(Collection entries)
-.-.-

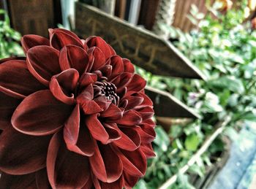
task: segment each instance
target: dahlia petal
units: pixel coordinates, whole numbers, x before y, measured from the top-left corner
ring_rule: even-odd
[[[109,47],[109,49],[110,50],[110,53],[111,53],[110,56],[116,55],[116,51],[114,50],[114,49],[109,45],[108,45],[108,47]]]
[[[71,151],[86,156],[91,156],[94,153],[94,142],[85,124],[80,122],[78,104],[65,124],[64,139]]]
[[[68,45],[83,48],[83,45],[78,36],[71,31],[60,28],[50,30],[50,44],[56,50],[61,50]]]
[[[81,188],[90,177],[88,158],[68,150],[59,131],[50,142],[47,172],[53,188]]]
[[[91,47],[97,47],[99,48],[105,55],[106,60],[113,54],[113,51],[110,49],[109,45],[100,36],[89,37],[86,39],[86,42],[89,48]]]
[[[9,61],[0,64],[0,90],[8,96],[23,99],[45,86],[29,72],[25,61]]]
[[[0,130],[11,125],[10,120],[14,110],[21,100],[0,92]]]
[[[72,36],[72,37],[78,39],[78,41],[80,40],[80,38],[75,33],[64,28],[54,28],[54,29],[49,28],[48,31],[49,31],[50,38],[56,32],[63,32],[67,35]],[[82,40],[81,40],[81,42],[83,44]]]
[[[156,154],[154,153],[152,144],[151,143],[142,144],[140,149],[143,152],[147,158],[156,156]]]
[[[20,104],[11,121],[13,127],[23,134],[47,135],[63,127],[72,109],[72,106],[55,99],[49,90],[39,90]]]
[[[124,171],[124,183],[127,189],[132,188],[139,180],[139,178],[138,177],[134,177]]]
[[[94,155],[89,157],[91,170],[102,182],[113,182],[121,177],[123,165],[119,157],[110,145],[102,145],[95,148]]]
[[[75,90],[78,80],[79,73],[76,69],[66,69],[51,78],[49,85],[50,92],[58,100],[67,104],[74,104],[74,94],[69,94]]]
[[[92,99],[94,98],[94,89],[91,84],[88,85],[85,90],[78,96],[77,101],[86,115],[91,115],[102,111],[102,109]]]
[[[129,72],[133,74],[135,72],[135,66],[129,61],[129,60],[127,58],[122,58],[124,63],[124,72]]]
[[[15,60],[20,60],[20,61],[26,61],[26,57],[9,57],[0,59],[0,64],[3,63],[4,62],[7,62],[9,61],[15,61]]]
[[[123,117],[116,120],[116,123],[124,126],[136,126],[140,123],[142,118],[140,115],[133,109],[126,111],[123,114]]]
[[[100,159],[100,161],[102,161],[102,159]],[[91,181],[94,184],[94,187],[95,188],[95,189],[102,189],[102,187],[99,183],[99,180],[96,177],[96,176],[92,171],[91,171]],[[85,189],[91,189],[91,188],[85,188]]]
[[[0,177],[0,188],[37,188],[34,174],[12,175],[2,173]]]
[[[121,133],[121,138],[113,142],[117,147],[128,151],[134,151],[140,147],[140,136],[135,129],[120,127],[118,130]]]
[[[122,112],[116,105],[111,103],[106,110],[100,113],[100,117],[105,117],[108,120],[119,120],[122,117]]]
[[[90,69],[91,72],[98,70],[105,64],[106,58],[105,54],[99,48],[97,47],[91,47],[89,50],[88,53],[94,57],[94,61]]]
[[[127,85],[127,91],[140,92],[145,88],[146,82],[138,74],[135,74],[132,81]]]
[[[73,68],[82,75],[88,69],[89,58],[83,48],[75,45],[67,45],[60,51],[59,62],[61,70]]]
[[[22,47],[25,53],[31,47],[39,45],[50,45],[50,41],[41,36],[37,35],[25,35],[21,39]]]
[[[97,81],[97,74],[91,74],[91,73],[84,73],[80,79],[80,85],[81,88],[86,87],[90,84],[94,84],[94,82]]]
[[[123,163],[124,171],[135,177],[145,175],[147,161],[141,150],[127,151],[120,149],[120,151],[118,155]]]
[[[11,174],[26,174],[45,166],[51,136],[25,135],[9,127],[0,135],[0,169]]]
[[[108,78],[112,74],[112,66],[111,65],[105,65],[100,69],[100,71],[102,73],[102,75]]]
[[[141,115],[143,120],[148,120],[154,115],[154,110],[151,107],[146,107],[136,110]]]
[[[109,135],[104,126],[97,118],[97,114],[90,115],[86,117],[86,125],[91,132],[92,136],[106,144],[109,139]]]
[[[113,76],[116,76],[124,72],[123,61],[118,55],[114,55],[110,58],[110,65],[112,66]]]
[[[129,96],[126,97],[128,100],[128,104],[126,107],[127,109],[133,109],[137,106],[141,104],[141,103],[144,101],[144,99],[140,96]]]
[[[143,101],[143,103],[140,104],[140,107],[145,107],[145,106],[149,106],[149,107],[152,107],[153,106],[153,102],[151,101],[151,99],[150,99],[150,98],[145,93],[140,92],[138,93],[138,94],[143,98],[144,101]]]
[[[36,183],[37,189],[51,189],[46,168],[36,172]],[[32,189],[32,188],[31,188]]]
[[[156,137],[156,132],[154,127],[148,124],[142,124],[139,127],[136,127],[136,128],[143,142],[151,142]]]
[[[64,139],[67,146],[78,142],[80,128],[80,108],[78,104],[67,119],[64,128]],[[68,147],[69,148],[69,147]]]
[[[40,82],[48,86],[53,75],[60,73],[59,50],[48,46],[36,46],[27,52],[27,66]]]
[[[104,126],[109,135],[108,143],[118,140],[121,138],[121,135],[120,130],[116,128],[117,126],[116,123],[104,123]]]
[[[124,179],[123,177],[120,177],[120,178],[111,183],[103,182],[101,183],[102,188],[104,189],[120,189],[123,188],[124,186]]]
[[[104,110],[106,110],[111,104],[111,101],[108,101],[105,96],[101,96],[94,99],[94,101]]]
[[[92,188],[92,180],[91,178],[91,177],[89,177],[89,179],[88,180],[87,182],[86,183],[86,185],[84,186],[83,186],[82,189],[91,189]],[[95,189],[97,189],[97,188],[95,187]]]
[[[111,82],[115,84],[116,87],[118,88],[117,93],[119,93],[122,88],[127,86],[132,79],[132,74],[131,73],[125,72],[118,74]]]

-.-.-

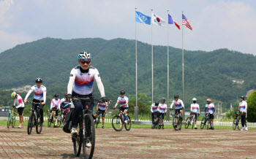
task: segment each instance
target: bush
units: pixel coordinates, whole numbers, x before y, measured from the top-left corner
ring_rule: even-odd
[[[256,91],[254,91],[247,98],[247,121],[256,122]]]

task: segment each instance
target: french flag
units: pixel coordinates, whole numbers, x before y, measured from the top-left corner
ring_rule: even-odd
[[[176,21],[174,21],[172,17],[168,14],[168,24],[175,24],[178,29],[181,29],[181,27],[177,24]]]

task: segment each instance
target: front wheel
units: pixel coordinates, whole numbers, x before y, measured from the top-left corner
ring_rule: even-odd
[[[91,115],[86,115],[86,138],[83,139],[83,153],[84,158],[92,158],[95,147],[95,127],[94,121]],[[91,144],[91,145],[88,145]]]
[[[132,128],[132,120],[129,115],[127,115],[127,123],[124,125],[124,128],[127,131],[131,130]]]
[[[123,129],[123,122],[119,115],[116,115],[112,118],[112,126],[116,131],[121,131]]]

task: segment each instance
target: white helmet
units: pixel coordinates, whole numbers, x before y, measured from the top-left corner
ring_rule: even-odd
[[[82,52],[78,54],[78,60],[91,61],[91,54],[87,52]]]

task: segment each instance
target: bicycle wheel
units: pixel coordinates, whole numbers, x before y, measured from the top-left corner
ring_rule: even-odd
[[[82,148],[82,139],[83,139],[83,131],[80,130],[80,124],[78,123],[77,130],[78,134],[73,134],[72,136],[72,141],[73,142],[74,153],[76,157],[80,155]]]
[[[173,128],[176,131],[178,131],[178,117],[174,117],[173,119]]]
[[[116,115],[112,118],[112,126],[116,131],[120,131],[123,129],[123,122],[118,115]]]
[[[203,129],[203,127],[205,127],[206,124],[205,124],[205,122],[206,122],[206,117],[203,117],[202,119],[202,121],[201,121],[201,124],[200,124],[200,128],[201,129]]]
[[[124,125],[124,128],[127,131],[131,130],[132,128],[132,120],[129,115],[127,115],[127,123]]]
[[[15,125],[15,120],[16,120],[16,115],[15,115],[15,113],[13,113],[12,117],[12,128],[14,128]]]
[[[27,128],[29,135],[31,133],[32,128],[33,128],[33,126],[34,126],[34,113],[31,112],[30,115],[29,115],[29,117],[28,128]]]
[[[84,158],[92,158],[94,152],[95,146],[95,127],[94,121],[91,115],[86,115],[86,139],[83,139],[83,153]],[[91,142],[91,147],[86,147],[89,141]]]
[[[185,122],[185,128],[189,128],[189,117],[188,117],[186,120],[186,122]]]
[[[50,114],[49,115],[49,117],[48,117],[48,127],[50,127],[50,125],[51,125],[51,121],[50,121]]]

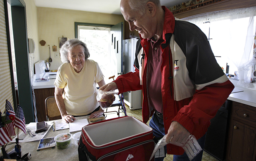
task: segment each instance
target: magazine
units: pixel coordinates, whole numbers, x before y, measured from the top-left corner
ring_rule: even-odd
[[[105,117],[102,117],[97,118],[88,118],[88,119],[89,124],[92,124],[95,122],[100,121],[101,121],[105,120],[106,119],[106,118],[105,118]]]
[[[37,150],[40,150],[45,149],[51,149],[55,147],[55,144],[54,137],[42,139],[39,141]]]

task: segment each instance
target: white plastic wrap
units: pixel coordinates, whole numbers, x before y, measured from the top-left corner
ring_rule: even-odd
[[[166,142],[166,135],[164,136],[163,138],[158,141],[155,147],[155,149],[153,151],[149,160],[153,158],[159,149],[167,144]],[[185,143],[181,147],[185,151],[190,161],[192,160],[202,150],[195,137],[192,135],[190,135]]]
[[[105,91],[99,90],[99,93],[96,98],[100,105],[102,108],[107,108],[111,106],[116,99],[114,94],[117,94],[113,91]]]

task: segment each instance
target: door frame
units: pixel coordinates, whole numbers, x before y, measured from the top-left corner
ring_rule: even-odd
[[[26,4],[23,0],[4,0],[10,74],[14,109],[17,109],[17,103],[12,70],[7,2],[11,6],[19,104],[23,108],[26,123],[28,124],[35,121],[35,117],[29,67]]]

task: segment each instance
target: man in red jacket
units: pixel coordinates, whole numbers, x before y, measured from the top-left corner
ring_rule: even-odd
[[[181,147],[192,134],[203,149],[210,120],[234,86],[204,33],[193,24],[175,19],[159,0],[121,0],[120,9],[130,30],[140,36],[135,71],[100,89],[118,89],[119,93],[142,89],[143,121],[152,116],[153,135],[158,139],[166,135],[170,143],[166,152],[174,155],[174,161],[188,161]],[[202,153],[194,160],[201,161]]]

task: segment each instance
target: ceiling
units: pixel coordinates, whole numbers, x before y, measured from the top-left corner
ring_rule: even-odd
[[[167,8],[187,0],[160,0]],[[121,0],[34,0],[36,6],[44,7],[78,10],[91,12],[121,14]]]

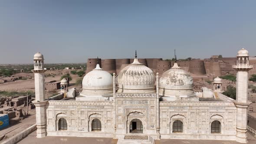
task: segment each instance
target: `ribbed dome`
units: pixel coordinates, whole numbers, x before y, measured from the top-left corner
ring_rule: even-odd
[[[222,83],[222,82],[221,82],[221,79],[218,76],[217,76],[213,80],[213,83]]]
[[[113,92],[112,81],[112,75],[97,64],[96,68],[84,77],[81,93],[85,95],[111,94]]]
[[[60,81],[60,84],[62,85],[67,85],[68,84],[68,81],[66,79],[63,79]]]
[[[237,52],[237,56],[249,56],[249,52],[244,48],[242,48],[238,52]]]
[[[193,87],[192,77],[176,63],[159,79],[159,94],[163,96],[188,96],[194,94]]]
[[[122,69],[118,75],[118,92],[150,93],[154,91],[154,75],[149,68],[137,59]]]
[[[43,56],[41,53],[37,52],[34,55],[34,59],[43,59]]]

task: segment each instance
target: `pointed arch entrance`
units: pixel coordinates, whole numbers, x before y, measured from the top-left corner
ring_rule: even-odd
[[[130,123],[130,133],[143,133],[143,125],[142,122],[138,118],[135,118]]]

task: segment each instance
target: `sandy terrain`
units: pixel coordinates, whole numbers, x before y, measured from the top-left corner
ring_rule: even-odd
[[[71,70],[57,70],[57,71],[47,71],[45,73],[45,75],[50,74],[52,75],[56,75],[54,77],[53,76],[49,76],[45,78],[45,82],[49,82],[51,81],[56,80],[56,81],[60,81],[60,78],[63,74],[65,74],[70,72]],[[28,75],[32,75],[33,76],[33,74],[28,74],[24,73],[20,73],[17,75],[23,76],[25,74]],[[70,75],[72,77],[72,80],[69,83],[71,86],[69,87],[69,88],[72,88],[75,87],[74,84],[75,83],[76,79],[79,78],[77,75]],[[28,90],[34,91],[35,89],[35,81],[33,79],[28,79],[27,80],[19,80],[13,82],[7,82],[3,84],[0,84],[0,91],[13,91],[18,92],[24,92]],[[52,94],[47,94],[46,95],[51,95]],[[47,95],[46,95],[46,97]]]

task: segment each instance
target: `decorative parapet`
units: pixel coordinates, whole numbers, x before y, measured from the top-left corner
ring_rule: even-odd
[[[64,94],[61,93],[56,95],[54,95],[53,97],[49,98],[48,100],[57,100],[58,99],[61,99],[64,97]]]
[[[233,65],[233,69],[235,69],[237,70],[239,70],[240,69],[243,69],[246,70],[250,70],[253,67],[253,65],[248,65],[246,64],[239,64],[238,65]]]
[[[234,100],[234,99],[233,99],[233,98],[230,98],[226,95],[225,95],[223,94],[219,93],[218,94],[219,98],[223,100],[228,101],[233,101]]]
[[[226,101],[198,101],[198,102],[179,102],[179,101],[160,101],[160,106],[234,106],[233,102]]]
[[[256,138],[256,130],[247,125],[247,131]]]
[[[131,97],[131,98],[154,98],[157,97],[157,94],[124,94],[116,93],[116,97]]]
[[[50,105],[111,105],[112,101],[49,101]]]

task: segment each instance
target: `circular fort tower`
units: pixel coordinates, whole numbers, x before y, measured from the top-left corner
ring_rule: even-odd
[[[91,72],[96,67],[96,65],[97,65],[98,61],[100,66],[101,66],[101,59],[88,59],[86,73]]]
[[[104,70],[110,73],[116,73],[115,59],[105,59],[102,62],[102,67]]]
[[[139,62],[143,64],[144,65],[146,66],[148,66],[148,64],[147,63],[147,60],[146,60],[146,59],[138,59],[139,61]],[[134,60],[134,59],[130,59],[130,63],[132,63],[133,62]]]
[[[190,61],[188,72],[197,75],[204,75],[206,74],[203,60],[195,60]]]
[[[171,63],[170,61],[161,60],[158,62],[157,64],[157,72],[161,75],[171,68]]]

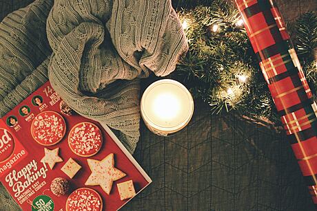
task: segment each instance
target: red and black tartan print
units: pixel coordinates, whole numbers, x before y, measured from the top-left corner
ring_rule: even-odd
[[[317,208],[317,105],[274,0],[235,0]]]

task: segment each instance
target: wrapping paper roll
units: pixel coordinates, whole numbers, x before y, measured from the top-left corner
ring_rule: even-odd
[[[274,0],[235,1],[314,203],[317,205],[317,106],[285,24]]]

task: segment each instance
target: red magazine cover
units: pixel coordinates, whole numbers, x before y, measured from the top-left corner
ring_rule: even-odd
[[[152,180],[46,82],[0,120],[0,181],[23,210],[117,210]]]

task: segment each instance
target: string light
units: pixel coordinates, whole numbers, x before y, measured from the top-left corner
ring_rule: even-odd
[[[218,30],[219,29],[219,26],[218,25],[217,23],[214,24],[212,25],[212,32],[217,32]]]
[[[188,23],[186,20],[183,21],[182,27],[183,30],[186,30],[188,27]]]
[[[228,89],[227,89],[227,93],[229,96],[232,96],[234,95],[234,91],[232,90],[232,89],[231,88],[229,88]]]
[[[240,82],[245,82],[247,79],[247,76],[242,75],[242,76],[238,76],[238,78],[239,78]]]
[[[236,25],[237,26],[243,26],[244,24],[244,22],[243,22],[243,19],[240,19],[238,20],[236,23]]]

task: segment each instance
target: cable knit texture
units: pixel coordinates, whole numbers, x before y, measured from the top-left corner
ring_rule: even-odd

-.-.-

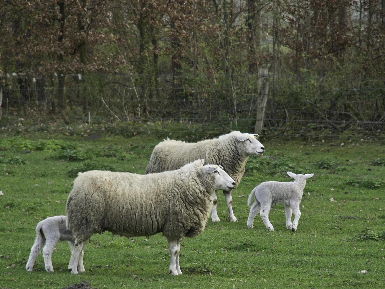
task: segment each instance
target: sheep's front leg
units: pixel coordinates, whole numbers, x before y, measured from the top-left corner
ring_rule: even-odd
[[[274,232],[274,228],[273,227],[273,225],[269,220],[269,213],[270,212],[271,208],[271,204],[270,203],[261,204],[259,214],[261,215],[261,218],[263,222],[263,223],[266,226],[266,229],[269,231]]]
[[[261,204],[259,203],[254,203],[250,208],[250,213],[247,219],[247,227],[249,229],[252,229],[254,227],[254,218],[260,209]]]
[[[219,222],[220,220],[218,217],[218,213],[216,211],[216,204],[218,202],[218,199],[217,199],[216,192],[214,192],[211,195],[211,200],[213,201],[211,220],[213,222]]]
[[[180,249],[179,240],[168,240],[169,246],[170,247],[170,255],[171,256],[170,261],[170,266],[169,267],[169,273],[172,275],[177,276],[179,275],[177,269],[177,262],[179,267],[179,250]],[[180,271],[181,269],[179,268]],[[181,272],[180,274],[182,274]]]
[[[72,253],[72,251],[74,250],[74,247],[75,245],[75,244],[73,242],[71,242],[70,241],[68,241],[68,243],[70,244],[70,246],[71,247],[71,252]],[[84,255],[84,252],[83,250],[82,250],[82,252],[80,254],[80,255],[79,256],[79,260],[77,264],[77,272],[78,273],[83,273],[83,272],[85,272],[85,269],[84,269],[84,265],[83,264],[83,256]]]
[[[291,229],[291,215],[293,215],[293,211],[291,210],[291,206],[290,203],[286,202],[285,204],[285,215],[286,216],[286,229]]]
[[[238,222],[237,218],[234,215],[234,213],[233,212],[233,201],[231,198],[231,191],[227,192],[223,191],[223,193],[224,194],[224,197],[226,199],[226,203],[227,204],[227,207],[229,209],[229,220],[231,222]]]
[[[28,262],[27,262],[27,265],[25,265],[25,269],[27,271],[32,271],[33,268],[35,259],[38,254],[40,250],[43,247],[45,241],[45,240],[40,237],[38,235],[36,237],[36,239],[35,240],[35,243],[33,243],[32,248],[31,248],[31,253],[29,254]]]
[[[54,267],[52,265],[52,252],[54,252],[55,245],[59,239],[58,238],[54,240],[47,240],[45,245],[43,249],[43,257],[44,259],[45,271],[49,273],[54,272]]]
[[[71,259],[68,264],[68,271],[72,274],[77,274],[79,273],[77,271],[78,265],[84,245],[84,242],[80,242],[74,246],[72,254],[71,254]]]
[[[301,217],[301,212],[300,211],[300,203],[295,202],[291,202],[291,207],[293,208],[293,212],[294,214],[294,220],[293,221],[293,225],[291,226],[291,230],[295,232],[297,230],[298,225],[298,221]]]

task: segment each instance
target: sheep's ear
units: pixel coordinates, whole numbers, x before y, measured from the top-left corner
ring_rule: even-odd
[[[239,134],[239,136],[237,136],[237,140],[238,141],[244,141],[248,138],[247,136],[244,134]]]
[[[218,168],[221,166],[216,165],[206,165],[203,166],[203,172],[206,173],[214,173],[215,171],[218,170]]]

-.-.-

What is being asked: How many lines of the records contain the string "front"? Case counts. Give only the number.

Response to the exercise: 2